*** Task material Section Begins ***

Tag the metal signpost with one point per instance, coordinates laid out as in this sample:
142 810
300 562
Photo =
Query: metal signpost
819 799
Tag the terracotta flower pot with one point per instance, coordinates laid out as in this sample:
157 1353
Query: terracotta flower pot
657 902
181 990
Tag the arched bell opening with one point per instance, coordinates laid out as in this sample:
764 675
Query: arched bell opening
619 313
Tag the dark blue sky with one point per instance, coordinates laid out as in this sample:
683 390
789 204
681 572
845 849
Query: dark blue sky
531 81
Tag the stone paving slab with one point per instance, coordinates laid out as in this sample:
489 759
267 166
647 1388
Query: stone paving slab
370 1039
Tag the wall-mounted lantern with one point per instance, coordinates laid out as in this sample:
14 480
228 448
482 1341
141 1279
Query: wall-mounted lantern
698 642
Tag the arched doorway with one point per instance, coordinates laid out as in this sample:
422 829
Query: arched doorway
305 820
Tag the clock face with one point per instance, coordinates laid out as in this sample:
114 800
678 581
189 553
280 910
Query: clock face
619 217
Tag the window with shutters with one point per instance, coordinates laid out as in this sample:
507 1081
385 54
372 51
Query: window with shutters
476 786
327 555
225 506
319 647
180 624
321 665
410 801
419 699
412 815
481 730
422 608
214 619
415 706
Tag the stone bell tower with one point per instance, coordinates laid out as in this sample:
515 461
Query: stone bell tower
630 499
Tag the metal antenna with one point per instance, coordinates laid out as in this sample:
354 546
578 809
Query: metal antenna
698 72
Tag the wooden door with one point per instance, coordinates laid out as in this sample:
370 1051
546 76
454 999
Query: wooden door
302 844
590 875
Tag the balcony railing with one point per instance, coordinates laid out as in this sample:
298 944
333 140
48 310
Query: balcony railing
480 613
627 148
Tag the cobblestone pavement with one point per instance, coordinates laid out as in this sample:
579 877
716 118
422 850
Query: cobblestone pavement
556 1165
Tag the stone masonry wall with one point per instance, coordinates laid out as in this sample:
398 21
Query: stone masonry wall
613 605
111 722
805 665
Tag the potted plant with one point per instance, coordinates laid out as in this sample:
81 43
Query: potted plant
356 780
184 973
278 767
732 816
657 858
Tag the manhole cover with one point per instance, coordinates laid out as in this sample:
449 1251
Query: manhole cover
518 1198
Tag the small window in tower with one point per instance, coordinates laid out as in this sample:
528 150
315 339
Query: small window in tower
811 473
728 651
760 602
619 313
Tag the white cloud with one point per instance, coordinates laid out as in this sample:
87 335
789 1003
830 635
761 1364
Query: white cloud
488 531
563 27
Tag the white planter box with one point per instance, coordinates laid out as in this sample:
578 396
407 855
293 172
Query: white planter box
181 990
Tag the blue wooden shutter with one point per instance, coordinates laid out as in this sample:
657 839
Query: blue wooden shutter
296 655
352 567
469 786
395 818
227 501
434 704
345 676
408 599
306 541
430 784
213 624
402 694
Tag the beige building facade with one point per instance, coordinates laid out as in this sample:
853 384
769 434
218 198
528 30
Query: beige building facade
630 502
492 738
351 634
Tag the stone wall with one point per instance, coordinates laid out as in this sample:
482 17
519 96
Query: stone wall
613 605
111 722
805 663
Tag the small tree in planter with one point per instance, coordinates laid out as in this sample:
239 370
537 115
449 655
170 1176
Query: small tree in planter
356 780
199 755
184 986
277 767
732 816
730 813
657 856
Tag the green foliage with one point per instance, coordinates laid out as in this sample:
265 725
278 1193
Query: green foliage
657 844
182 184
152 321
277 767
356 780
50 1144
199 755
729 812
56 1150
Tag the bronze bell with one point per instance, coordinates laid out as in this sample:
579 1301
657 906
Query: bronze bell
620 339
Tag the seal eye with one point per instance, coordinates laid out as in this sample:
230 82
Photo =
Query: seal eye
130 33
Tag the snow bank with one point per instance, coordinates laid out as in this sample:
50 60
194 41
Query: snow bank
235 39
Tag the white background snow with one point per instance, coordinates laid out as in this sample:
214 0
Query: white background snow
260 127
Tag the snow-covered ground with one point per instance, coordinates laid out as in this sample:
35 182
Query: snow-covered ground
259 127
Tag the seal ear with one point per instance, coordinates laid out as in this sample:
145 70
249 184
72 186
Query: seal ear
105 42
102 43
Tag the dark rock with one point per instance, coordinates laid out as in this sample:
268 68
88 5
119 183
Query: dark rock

*** Task material Section Ends ***

= What needs to be done =
Write out every entry again so that each line matches the original exactly.

= Response below =
Tag the metal signpost with one point per instance, coordinates laid out as in this sample:
142 810
300 562
Photo =
Query: metal signpost
819 799
Tag the terracotta flower pot with one point per instance, coordinates laid out as in this sample:
157 1353
Query: terracotta flower pot
657 902
181 990
Tag the arched bell opening with one point per instance, coordinates laid out as in this sample:
764 675
Query: arched bell opening
619 313
Tag the dark blue sky with one point per instance, coordinates laid out as in this sample:
683 390
789 204
681 572
845 849
Query: dark blue sky
531 81
Tag the stone paving slab with one point per instance, coordinates laid out as in this sample:
489 759
267 166
647 1388
Query: stone paving slab
370 1039
Tag the wall-mounted lantern with one point per instance, coordinates laid out as in this sample:
14 480
228 448
482 1341
141 1279
Query: wall-mounted lantern
698 642
Tag the arched doorway with one point per instance, coordinates laid out as in this sample:
422 829
Query: arched doorway
305 820
Tag the clock face with one point per instance, coordinates laid out as in this sample:
114 800
678 581
189 553
280 910
Query: clock face
619 217
Tag the window with shutters with one point per instance, coordinates laid out as in this sample:
507 1081
385 54
372 51
Query: window with shutters
476 786
327 555
225 506
319 647
180 624
321 665
410 801
419 699
412 815
481 730
422 608
214 619
415 706
Tag the stone bell tower with one point per instance, coordinates laid out as in this sample:
515 461
Query: stone bell tower
630 499
Tag the metal antenna with one point per instance, coordinates laid out as in this sample:
354 546
578 809
Query: metal antenna
698 72
Tag the wooden door with one point per instance, coordinates laid out as in this sample:
370 1051
546 76
454 999
Query: wooden door
302 844
590 875
Tag the balcony railing with one point per instance, coordinates laid out as in this sample:
298 944
333 140
48 310
Query: balcony railing
480 613
627 148
Tag the cobblestone pavement with one point per instance, coordinates laid out as in this sample:
579 877
716 118
422 850
Query: cobblestone pavement
556 1165
Tag the stone masonry wall with one point per instance, coordinates laid out as in this sample:
398 21
Query: stone masonry wall
613 605
111 722
805 665
Tag the potted plant with one point per instance, coordinates laid out as in this sample:
81 43
Query: potted plant
356 780
184 973
278 767
732 816
657 858
Tag the manhole cover with one point per instance, coordinates laid out as in this sample:
449 1251
Query: manhole cover
518 1198
Tag the small window in tower with one point per instance, coordinates laid out as in this sample:
528 150
315 339
Query: small window in tower
811 473
728 651
760 602
619 313
Tag the white cloud with one point per instance, coordinates laid out as in this sample:
87 335
789 1003
830 635
761 1364
Query: white cloud
488 531
563 27
Tag the white planter box with one point per instance, coordinates laid out as in this sample:
578 396
407 855
293 172
Query: white planter box
181 990
Tag the blue wooden shutter with one point per instance, coordinates laid out as in this sample:
657 839
Query: blue wooden shutter
296 655
352 567
469 786
395 818
227 501
434 704
345 676
408 599
306 541
430 784
213 624
402 694
Tag the beige building facade with one point per instance, coordinates laid out as in this sample:
853 384
769 434
218 198
528 30
Query: beige building facade
630 502
492 738
351 634
Tag the stone wall with one point per instance, coordinates laid out as in this sample:
482 17
519 96
Query: stone wall
613 605
111 722
805 663
Tag the small tree in planter with one point per instance, coordinates laid out as in this sample:
239 370
537 115
449 655
170 1176
Query: small tree in planter
356 780
199 755
184 986
277 767
732 816
730 813
657 856
Tag the green foliage with one point per instance, coordinates laid out as in this sample:
265 725
278 1193
Query: green foliage
657 844
182 184
152 321
277 767
356 780
50 1144
199 755
729 812
56 1150
Tag the bronze bell with one point per instance, coordinates laid out as in this sample:
579 1301
657 906
Query: bronze bell
620 339
Tag the seal eye with one point per instance, coordinates laid out as in this sample:
230 82
Photo =
Query: seal eye
130 33
Tag the snow bank with one point per instance, coordinates laid out as in this sample:
50 60
194 41
Query: snow bank
235 39
Tag the white background snow with one point per instance, coordinates laid out as in this sample:
214 0
Query: white background snow
260 127
Tag the snow-covered ground with one point per instance, coordinates laid out as in this sample:
35 182
Query: snow-covered ground
259 127
Tag the seal ear with one point per instance, coordinates laid out as in this sample:
145 70
249 184
72 186
Query: seal ear
105 42
102 43
Tag the dark rock with one point per instance, coordinates laid out as in this sample:
268 68
88 5
119 183
Query: dark rock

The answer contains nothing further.